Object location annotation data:
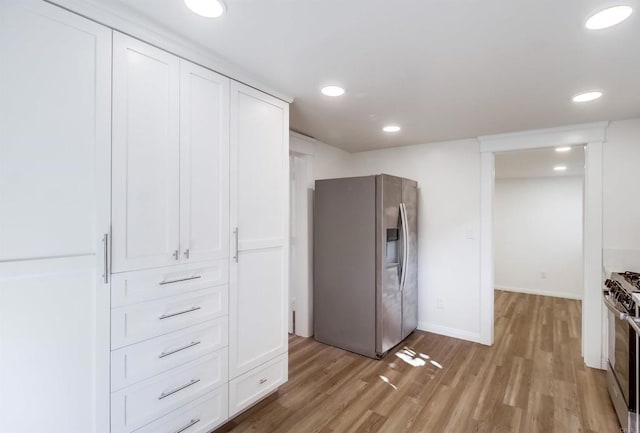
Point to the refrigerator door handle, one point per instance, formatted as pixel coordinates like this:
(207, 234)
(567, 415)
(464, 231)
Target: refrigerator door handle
(405, 244)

Short exercise: Shift each pixel coordinate in the answers of the items above by adding 24 to it, leaving the requests and their sample points unchanged. Then write out every line of the items again, requests included, but omit the pictures.

Final result:
Point to the refrigerator door handle, one point per instance, formatted as pixel coordinates like this:
(207, 234)
(567, 415)
(464, 231)
Target: refrigerator door handle
(429, 268)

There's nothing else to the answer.